Set task: Copy out the stretch of rows that begins with the line containing "the roof window" and ends with the line containing "(1279, 685)", including both of those lines, and reproduce nothing else.

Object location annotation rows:
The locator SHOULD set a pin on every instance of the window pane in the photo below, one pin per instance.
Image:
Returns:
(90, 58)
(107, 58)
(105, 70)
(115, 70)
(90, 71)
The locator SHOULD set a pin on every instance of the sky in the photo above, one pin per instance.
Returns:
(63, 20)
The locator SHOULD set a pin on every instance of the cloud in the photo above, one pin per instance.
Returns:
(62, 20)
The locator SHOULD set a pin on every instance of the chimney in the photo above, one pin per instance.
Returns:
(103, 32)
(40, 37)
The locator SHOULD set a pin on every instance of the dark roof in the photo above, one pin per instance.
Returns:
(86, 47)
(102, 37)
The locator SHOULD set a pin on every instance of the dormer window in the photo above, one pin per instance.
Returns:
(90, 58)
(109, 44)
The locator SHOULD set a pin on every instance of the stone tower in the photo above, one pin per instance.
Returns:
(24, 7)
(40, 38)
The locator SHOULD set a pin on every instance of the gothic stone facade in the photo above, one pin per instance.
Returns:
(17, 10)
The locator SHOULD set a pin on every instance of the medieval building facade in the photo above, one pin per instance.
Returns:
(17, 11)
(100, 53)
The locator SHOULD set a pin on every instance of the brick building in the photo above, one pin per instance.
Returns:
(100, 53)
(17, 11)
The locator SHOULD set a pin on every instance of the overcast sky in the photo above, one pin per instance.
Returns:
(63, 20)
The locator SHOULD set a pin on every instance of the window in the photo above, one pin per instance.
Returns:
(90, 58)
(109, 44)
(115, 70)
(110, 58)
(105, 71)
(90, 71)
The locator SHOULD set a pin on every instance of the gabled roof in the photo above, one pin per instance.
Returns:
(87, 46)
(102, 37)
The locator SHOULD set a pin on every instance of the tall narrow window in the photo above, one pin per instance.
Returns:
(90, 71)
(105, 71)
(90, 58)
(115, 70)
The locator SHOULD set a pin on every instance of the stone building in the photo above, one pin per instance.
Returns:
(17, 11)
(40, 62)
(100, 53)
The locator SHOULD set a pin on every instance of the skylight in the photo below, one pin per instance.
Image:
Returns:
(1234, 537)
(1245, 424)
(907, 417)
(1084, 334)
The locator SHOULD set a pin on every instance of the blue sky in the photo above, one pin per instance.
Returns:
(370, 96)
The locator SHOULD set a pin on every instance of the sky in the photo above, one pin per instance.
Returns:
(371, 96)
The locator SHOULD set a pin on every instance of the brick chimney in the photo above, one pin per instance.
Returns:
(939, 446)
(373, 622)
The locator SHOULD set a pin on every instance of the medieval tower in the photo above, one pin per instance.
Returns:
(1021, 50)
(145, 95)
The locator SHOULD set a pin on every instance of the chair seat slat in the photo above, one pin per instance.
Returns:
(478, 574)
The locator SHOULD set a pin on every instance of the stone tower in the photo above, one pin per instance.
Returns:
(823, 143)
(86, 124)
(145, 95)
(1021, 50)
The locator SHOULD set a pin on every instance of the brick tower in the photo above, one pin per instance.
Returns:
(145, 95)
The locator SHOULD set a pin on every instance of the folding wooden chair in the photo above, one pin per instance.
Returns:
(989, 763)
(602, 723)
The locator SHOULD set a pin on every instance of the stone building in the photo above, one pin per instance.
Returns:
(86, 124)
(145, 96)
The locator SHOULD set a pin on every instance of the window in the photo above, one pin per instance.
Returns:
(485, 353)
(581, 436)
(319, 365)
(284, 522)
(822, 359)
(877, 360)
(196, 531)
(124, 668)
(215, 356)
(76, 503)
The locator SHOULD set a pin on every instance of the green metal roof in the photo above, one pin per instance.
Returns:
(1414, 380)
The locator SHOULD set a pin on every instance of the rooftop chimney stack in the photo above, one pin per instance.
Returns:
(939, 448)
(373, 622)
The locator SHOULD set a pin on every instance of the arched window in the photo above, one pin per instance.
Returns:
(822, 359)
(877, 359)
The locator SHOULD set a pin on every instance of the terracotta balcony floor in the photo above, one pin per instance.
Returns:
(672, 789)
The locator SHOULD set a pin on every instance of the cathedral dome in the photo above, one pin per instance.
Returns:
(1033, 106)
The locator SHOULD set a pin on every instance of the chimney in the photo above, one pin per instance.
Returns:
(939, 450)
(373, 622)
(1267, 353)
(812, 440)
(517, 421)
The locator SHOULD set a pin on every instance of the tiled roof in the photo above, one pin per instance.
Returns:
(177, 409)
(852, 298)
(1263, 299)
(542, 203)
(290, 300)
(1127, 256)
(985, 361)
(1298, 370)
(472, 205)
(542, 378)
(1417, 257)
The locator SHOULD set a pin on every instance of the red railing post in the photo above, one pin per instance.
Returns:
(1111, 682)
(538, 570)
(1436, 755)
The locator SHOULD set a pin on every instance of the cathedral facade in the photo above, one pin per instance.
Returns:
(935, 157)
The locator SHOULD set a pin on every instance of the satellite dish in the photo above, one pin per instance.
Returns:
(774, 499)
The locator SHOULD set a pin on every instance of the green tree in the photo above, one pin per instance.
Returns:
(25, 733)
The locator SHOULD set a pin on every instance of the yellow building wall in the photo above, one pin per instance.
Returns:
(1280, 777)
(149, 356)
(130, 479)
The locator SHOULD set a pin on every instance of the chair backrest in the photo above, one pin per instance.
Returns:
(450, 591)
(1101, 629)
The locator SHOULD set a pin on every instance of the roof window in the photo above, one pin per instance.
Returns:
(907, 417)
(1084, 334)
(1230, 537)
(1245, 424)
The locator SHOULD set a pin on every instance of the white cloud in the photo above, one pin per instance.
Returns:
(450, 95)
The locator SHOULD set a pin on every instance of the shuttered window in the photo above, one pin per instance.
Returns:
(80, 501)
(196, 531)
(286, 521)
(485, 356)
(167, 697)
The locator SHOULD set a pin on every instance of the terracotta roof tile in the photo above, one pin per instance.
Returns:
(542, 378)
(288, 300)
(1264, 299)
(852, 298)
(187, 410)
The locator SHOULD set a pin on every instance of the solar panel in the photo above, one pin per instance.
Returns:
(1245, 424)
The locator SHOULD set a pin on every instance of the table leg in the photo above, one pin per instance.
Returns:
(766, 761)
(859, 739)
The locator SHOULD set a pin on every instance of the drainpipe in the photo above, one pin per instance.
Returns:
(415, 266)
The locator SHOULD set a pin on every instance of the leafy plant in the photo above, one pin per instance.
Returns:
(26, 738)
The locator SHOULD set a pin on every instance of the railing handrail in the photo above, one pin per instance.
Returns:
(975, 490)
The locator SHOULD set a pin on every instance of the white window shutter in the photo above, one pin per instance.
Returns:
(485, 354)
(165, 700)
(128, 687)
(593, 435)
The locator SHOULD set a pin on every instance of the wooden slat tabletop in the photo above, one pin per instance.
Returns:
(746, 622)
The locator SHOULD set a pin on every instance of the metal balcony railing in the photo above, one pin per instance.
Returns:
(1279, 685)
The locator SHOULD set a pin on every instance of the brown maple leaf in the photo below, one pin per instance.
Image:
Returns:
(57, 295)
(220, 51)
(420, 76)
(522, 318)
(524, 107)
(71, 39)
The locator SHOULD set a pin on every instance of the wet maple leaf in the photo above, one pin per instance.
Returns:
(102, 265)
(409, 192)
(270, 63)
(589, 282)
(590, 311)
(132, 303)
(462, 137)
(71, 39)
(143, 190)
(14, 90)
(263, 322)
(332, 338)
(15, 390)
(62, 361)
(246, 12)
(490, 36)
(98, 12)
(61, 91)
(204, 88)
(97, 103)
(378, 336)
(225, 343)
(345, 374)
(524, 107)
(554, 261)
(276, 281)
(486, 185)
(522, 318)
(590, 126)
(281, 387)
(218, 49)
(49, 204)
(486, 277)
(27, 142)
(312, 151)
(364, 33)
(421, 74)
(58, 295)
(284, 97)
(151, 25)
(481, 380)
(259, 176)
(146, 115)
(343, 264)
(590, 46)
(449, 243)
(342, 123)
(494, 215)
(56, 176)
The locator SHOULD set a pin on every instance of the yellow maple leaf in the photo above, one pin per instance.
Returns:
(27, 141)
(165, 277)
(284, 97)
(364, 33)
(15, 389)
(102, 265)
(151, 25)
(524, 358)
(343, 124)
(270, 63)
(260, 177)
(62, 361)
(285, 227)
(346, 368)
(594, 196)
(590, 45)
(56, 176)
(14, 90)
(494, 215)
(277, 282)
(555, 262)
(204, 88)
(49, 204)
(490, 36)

Task response:
The locator SHOULD set a pin on every instance of the roof window in the photo above, one pin per instance.
Returns:
(907, 417)
(1084, 334)
(1230, 537)
(1245, 424)
The locator SHOULD set a pin on every instance of the white cloud in the photo above, one pin per instance.
Returns:
(450, 95)
The locator SHOULD set a pin on every instance of the shuttered window in the photo above, one pin per instance.
Returns:
(80, 501)
(196, 531)
(286, 521)
(485, 356)
(167, 697)
The locator SHOULD set a pin on every instance of the terracotta roof tile in the photo above, one pin per instance.
Returns:
(542, 378)
(288, 300)
(1264, 299)
(852, 298)
(187, 410)
The locator SHOULD set a pin on every instance of the solar panel in the photo above, one pin per instance.
Returns:
(1245, 424)
The locator SHOULD set a pin on every instance of the table leg in the photo above, one pin per instance.
Returns:
(766, 761)
(859, 739)
The locator SHOULD set a pin on every instance of the drainpipe in the photo above, one pin per instance.
Returns:
(415, 266)
The locator SHOULD set a pin on every instance of the leafy plant in the photo above, one pin per instance.
Returns:
(26, 738)
The locator SHOULD set a pin on every instance of the railing handrail in the photo above, one pin per instance.
Returns:
(975, 490)
The locator SHOULD set a pin on every instance of the white window shutter in the photo above, one pin per instance.
Returns:
(485, 354)
(165, 700)
(128, 687)
(593, 435)
The locator SHOULD set a pin on every instance of the wooden slat tabletop in the photo above, one pin per instance.
Returns:
(746, 622)
The locator SHOULD set a pin on every instance of the metal balcony railing in the photo above, one pin per instance.
Returns:
(1279, 685)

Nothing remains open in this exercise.